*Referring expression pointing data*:
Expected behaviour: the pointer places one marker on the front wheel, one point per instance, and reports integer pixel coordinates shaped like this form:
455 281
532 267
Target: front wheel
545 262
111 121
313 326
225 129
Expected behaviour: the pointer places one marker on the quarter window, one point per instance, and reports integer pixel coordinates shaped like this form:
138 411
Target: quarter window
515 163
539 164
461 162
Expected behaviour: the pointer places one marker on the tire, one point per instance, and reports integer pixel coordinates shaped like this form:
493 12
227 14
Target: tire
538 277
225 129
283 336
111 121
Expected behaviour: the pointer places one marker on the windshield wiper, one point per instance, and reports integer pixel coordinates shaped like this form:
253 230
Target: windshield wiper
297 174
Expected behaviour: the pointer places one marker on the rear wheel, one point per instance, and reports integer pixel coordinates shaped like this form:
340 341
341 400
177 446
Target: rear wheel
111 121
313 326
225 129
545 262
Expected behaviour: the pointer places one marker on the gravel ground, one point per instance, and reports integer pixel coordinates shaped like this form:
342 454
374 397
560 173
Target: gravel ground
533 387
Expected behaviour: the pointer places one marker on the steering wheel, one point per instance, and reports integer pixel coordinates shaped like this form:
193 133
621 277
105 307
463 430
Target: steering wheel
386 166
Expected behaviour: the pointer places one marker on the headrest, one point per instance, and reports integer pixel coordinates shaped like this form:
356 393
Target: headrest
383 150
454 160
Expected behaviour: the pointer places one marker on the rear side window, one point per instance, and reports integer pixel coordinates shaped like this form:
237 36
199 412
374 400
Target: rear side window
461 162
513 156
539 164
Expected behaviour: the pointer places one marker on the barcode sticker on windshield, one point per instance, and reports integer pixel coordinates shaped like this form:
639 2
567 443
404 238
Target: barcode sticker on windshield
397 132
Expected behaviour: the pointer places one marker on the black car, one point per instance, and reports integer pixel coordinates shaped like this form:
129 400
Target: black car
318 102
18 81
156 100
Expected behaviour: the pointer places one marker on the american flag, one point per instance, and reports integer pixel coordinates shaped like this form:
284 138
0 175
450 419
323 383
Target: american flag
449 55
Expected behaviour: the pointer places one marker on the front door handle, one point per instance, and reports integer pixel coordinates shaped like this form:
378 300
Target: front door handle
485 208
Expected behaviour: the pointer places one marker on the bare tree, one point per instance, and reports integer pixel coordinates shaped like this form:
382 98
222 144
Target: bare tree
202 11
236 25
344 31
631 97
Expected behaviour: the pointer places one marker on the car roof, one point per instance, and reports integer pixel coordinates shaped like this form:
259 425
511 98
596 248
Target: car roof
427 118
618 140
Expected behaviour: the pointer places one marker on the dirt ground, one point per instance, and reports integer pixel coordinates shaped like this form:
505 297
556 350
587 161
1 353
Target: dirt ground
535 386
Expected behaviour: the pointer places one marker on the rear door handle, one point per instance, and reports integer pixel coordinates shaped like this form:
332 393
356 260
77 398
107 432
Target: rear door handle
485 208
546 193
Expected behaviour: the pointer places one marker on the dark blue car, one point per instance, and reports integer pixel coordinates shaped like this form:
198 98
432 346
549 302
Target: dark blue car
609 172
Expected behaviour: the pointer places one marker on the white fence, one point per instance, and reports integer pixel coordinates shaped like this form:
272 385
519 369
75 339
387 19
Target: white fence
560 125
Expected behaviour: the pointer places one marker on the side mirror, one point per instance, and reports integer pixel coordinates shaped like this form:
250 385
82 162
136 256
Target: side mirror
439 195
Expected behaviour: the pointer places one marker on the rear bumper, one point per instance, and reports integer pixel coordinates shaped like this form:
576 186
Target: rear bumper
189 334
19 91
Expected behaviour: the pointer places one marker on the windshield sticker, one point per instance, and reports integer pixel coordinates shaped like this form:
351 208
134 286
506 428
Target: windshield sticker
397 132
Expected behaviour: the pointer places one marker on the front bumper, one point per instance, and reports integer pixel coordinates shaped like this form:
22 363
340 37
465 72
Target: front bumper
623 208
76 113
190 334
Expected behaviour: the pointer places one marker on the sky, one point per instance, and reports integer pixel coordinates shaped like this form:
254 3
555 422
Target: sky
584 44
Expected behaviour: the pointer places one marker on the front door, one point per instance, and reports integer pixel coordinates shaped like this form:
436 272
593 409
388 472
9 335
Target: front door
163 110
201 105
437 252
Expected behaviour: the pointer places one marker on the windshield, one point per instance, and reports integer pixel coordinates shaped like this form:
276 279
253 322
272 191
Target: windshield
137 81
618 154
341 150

*Required action*: Return each line above precisely as written.

*Result*:
Expected behaviour: the pointer places one marker on the front wheel, one point per instance, and reports integer pixel coordinates shaped like this form:
455 281
532 267
Target: front wheel
545 262
111 121
313 326
225 129
Expected behaviour: the pointer places one marker on the quarter window, one point per instance, and reports integer pixel coordinates shaped like this form:
138 411
Target: quarter window
515 163
539 164
461 162
Expected behaviour: the pointer places one marker on the tire, one point per instance, and reports integer pixel coordinates shaped like this form:
493 12
227 14
Target: tire
538 277
225 129
283 336
111 121
Expected behaviour: the pointer places one marker on the windshield wiper, one point per instance, and reports integer pixel coordinates shaped like this form:
253 230
Target: windshield wiper
297 174
Expected behaviour: the pointer places one marker on the rear wheel, one point per instance, and reports integer pixel coordinates shaped like this form:
340 341
341 400
177 446
Target: rear wheel
111 121
313 326
225 129
545 262
Expected behaviour: the pointer places one marker on the gravel ground, one point per instance, and reports integer pixel coordinates shaped like this form:
342 454
374 397
560 173
Target: gravel ground
533 387
Expected behaviour: the pointer places one marker on the steering wheel, one point per instance, and reports integer pixel coordinates shaped like this form:
193 133
621 277
105 307
463 430
Target: steering wheel
386 166
Expected behaviour: the pointer places one marker on the headrest, one point per instance, and reports integer pixel coordinates shaped like this form:
356 393
Target: headrest
383 150
454 160
Expected behaviour: the pointer places one marker on the rear side window, one point per instance, and reports integer pixel coordinates shaped like this form:
237 36
199 412
374 400
Target: rear side window
461 162
513 156
539 164
Expected behaviour: the pointer places one marker on the barcode sticker on windshield, one point per instance, and reports integer pixel coordinates shaped like this form:
639 2
567 443
404 238
Target: barcode sticker on windshield
397 132
Expected behaviour: the pointer places one marker on the black car, one point per instance, and reports integer pixel coordinates shaped like this form:
129 400
Target: black car
318 102
18 81
156 100
Expected behaviour: the pointer places one marker on the american flag, one point per instance, and reports integer pixel coordinates shaped like this form:
284 138
0 175
450 419
323 383
Target: american flag
449 55
Expected behaviour: the pointer places one marker on the front door handle, one point per instance, and reports integer pixel coordinates shaped like this form:
378 300
Target: front door handle
485 208
Expected behaviour: the pointer places one marker on the bare tree, one point per instance, and reports integer pixel coordinates shaped like this form:
382 98
222 144
Target: bare tree
202 11
236 25
344 31
631 97
Expected behaviour: the pointer places one marker on the car roof, one point per instance, and reports integer pixel coordinates shaped like this form:
259 425
511 98
596 248
Target: car roof
427 118
618 140
Expected behaviour: the pointer places one marker on the dirt ground, one point per instance, and reports integer pixel coordinates shaped like this form:
505 297
556 350
587 161
1 353
Target: dirt ground
535 386
Expected behaviour: the pointer places one marker on the rear door handle, one point per instance, and reports integer pixel coordinates shaped like this form:
332 393
356 260
77 398
107 432
Target: rear door handle
485 208
546 193
Expected behaviour: the pointer places one marker on the dark blue car, one point per instance, and reports integer pixel coordinates shaped like this form:
198 98
432 346
549 302
Target: dark blue car
609 172
Expected behaviour: the pointer places one marker on the white fence, one point per instance, and reports integer pixel coordinates shaped like this form:
272 385
519 369
75 339
387 19
Target: white fence
560 125
Expected behaviour: the pointer places one marker on the side mirror, one point per instance, and reports integer pixel coordinates shaped like this form:
250 385
82 162
136 256
Target: side mirror
439 195
Expected behaviour: the pointer places one marker on the rear bumper, one point per instance, and reports integer pixel coordinates shaped like this form:
576 186
Target: rear bumper
189 334
19 91
Expected behaviour: the pointer places one marker on the windshield sticker, one point per instance, and reports integer pixel coordinates shaped like this form:
351 208
134 286
506 428
Target: windshield sticker
397 132
Expected behaviour: the pointer places one marker on the front bumper, one point per instance, and reports integer pixel coordinates shaped like this form:
22 363
340 37
465 72
Target: front bumper
623 208
76 113
190 334
Expected behaviour: the pointer places one marker on the sky, one point per instance, and reports integer pixel coordinates shaped like this form:
254 3
555 422
Target: sky
584 44
Expected behaviour: the pointer places one marker on the front door, one point per instance, and reports integer pixel coordinates shaped like this form:
436 272
593 409
388 472
9 335
Target: front door
163 110
201 105
437 252
Expected behaviour: the pointer places one marker on the windshield, one point per instance, and reports integer pixel coordinates shaped like this form:
276 279
253 322
272 191
Target: windshield
137 81
618 154
341 150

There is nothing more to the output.